> **Task prompt**
Report how many lines in the records that follow have the word "test" in them, giving the number and nothing more.

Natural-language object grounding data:
=-=-=

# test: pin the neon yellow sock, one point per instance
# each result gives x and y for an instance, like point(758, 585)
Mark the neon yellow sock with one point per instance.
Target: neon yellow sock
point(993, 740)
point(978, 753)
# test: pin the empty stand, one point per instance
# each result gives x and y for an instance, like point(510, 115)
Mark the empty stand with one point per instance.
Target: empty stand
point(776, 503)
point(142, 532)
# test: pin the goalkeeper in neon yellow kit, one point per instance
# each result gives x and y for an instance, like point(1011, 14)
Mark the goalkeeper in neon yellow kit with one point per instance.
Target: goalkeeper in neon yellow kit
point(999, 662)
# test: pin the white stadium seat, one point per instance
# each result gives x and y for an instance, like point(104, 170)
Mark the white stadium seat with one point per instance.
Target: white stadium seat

=-=-=

> **Solved problem**
4